- [Исходный текст]
=====
Выбор кадра
Халлфиш: На «Шоу Опры Уинфри», которое я монтировал в течение десяти лет, всегда старались показывать «говорящую голову» только по какой-то причине, а не просто потому, что не было ничего лучше. Смысл использования этих кадров в том, чтобы показать эмоции или момент личного откровения. Более того, крупный план обычно приберегали именно для таких моментов. По мнению Эдди Хэмилтона, зрители могут забыть важный диалог, если он произносится не в кадре.
«Смысл использования крупного плана в том, чтобы показать эмоции или момент личного откровения»
Стив Одетт: Думаю, это правда. Я предпочитаю показывать финал реплики на крупном плане и использовать склейку на следующий кадр в качестве «точки» в высказывании, неважно, делаю я эту склейку через паузу или сразу.
Халлфиш: Согласен. Почти всегда самое важное – увидеть героя в конце. А как насчет идеи беречь крупные планы для значимых моментов?
Стив Одетт: Я хочу быть ближе, чтобы видеть выражения лиц. Мне нравится воображать, будто нахожусь в гостиной с очень умными людьми. Какова крупность кадра у того или иного человека, когда сидишь там, слушая их дискуссию или чей-то рассказ?
Халлфиш: Мне кажется, что сверхкрупный план слишком эмоционален для основной информации, которую получаешь из большинства портретных кадров. Крупный, слишком крупный план выглядит для меня фальшивым, если только это не действительно эмоциональный момент. Он слишком интимный. Это похоже на твой пример с гостиной. Ты сидишь на комфортном расстоянии даже от близкого друга, ведь вы не настолько близки.
Стив Одетт: Соглашусь с этим. Но мне настолько интересны выражения лиц моих героев, что я больше склоняюсь к крупному плану, чем к общему.
Халлфиш: Но в двух документальных фильмах, которые я видел, ты довольно часто используешь общий план.
=====
- [Данные]

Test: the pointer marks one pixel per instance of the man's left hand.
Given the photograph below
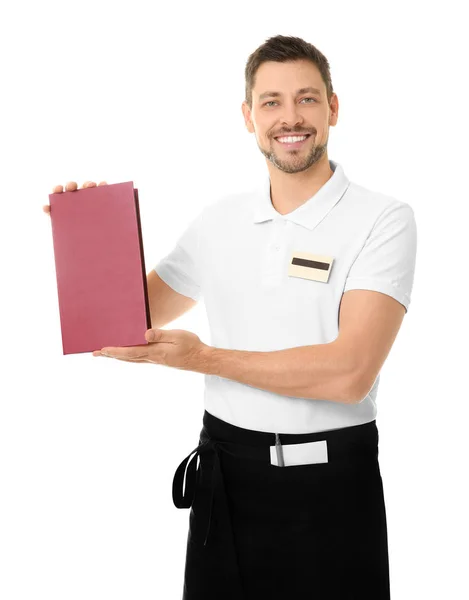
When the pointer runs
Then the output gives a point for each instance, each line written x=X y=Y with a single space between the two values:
x=170 y=347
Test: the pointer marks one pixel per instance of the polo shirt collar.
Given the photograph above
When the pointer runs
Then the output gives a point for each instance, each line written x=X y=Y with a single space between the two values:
x=311 y=212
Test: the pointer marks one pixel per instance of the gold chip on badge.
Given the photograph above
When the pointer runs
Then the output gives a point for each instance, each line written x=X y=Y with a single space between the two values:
x=310 y=266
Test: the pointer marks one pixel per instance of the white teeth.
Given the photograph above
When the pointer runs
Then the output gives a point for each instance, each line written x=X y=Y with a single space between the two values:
x=291 y=140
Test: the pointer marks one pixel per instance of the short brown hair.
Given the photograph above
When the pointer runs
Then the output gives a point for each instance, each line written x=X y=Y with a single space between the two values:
x=283 y=48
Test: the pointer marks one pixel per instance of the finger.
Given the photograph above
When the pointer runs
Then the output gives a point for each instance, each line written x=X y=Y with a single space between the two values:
x=71 y=186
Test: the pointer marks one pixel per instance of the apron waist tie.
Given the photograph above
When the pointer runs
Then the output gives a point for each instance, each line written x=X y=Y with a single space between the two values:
x=185 y=500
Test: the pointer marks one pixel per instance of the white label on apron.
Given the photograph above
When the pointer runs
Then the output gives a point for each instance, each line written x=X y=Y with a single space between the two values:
x=301 y=454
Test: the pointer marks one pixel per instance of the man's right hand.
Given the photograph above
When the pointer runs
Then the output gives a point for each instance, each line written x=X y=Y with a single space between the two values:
x=71 y=186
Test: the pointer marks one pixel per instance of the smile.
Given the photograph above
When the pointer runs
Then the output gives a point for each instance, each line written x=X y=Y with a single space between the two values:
x=292 y=141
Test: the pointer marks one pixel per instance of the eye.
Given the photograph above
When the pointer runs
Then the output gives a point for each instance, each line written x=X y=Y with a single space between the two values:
x=270 y=101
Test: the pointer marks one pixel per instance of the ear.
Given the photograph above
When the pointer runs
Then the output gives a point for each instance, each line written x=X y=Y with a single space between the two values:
x=247 y=116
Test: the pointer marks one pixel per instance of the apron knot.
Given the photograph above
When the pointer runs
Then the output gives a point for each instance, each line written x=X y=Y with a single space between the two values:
x=186 y=499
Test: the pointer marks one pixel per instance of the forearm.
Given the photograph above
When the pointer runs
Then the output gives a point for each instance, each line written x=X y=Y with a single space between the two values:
x=322 y=371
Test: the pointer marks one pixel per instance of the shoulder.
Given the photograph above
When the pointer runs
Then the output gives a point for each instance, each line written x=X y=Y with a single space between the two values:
x=377 y=206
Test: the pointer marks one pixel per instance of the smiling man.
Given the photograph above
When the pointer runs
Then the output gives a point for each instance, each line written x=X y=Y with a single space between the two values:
x=306 y=281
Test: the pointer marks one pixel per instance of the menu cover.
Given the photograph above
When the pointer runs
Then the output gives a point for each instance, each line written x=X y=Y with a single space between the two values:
x=100 y=267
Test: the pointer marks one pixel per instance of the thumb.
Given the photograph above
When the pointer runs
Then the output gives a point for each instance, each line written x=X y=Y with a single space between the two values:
x=152 y=335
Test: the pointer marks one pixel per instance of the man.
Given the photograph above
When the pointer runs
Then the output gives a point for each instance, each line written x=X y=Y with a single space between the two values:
x=306 y=282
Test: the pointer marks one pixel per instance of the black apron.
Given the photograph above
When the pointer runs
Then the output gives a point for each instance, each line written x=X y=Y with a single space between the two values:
x=257 y=530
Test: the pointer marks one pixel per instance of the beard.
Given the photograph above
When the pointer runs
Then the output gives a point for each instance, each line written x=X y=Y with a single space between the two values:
x=294 y=161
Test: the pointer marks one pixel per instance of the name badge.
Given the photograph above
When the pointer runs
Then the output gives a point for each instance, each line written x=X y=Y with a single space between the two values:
x=310 y=266
x=301 y=454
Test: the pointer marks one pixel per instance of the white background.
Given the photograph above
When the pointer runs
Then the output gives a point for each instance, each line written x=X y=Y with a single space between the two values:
x=130 y=92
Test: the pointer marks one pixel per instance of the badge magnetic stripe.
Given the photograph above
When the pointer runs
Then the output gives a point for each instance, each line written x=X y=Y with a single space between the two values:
x=310 y=266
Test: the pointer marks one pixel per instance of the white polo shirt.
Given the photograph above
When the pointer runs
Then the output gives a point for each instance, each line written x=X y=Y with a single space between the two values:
x=237 y=254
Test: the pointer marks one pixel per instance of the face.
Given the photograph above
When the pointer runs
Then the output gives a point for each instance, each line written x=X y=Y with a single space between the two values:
x=290 y=113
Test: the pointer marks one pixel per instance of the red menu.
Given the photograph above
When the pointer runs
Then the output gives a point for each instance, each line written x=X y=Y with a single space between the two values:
x=100 y=267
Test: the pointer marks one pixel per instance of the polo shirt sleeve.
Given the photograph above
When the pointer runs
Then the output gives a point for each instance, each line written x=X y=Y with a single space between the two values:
x=180 y=268
x=386 y=262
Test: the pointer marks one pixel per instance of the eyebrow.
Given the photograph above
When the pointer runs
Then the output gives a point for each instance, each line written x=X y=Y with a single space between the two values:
x=300 y=91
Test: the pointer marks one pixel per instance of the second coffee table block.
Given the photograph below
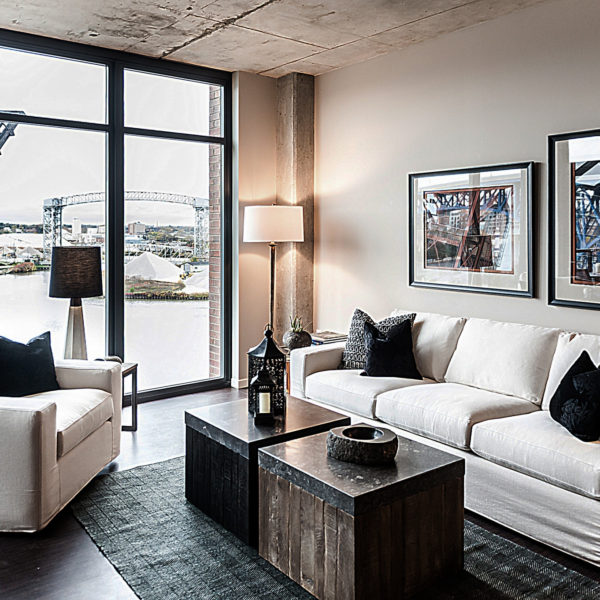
=====
- [Задания]
a – Определите, согласуются ли с текстом о выборе кадра следующие утверждения: (i) Халлфиш монтировал «Шоу Опры Уинфри» в течение десяти лет; (ii) Стив Одетт предпочитает показывать финал реплики на общем плане; (iii) Халлфиш считает сверхкрупный план недостаточно эмоциональным для основной информации. Для каждого утверждения ответьте «да» или «нет» и дословно приведите решающие слова текста.
b – Продолжите текст о выборе кадра с того места, на котором он обрывается.
Строки здесь никакой роли не играют.

- [Ответы к заданиям]
a –
(i) Да: «На „Шоу Опры Уинфри“, которое я монтировал в течение десяти лет».
(ii) Нет: «Я предпочитаю показывать финал реплики на крупном плане».
(iii) Нет: «сверхкрупный план слишком эмоционален для основной информации».

b –
Стив Одетт: Для языка тела. Мне кажется, что на телевидении важно дать зрителям возможность увидеть выражение эмоций на лице. Если же их выражает тело, я использую общий план.
Халлфиш: Одна из сложностей, которую, как мне кажется, испытывают монтажеры документального кино, – визуализация сценария. Как понять, что из тысячи фотографий и видеозаписей выбрал верную?
Крэйг Меллиш: Твоя работа – решать, что верно. Иногда я вижу монтажеров, которые складывают несколько изображений друг над другом, и спрашиваю зачем. Отвечают: «Ну, потому что у меня есть все эти альтернативы». А я считаю: «Нет никаких альтернатив, есть только один снимок». Так я это чувствую. Ты режиссер монтажа. Ты должен сделать этот выбор. Я уверен, что это лучший кадр. Я не собираюсь складывать три или четыре кадра друг над другом, потому что этот кадр – тот самый, и моя работа – решить, что это именно он. Кен не может просмотреть 15 000 фотографий, поэтому он должен доверять своим монтажерам в выборе идеального снимка для данного момента.
Халлфиш: Что нужно делать, если ошибся с выбором?
Крэйг Меллиш: Обычно я прочитываю материал одним способом, а Кен – другим.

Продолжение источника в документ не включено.